| What this task involves |
Translate this sentence from the passage on Catholic teaching about creation into Spanish: "What revealed truths would have to be brought into conversation with evolutionary theory?"

| Passage |
——

Catholic Teaching on Creation and on Human Origins
As we discussed in the earlier essays on faith and reason, divine revelation and scientific discovery are both gifts that come from God and that can guide us back to God. As such, they cannot contradict each other. Hence, a genuinely Catholic appropriation of the discoveries and insights of evolutionary science must be consonant with God’s revelation of Himself that culminated in the person and mission of the incarnate Word, Jesus Christ.
The next series of essays on Catholic theology and evolution will discuss the Catholic Church’s doctrine on creation and human origins. What has God told us about His creation not only of the world but particularly of the human creatures that He had made? What revealed truths would have to be brought into conversation with evolutionary theory?
To answer these questions, there is no better text to go than to the Catechism of the Catholic Church, which contains a catechesis that beautifully summarizes Catholic doctrine on creation that is revealed in sacred Scripture. It speaks “first of the Creator, then of creation and finally of the fall into sin from which Jesus Christ, the Son of God, came to raise us up again” (CCC, no. 279).

——

[Dataset records]
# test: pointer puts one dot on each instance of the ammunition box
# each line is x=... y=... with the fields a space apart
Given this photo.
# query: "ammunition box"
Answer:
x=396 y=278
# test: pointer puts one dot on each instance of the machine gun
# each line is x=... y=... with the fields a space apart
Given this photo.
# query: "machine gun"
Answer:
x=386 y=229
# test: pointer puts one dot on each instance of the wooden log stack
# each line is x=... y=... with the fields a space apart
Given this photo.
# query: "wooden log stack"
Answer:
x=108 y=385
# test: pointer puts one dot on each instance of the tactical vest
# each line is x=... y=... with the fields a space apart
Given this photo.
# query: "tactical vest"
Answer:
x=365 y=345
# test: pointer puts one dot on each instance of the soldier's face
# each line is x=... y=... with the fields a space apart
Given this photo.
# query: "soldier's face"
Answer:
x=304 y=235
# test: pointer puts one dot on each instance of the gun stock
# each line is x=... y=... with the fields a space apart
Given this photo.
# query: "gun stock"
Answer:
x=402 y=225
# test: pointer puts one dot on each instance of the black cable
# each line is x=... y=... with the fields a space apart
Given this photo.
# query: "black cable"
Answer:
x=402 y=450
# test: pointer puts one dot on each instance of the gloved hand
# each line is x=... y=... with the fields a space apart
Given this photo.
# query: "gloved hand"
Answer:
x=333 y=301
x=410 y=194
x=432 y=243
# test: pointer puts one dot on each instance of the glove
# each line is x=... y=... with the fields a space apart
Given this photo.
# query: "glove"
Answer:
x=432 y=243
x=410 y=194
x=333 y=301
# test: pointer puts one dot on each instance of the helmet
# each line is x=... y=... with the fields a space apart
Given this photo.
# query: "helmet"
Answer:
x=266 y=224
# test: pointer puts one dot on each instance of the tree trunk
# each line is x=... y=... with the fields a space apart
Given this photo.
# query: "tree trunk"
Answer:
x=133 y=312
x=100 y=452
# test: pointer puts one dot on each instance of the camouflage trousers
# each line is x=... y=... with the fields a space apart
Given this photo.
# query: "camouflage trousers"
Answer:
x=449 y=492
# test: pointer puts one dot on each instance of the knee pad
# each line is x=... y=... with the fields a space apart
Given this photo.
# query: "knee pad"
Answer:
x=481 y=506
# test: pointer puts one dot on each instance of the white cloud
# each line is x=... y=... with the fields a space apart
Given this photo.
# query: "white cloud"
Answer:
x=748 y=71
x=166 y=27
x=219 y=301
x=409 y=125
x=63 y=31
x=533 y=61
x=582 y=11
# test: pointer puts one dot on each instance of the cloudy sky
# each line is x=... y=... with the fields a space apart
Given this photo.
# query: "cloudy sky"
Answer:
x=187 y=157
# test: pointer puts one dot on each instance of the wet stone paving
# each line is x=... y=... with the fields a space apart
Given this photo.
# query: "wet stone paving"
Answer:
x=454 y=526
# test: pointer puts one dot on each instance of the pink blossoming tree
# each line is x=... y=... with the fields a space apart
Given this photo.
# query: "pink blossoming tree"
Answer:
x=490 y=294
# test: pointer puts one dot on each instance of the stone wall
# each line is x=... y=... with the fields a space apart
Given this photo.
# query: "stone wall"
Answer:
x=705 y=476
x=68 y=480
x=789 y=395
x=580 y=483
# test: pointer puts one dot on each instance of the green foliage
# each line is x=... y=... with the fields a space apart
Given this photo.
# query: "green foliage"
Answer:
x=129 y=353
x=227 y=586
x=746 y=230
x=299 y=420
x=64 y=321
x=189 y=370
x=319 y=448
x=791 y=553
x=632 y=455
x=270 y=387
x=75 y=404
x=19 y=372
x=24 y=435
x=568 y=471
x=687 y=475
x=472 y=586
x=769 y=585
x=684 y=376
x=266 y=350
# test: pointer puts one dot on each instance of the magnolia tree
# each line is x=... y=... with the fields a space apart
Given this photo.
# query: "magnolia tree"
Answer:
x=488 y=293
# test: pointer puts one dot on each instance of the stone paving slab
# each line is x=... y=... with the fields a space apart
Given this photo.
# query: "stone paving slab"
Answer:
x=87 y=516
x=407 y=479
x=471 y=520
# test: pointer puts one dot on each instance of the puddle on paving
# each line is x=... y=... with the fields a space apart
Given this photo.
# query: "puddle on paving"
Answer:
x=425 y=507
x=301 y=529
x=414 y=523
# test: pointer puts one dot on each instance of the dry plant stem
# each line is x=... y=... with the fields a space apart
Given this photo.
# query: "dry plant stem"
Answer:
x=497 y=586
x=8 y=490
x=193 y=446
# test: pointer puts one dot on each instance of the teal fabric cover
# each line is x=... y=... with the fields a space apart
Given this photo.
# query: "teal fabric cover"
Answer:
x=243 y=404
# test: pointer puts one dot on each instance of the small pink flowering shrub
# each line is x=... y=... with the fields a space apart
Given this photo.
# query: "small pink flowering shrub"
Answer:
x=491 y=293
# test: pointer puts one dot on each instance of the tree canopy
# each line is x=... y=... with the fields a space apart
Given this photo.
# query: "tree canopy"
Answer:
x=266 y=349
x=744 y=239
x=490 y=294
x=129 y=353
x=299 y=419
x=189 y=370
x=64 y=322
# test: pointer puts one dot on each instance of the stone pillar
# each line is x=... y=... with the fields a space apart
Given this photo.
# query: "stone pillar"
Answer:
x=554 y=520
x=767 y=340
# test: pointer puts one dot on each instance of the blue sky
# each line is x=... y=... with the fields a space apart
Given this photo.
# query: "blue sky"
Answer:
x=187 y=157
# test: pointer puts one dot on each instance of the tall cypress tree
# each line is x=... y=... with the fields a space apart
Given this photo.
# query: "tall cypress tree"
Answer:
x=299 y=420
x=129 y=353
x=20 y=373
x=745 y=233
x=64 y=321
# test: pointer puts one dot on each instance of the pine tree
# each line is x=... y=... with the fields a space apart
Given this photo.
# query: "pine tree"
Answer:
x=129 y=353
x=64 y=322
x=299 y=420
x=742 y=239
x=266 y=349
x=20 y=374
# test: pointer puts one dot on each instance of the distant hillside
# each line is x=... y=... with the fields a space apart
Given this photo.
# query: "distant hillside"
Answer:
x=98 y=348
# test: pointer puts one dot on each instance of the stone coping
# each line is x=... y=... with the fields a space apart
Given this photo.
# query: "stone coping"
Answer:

——

| Solution for this problem |
¿Qué verdades reveladas tendrían que ponerse en diálogo con la teoría evolutiva?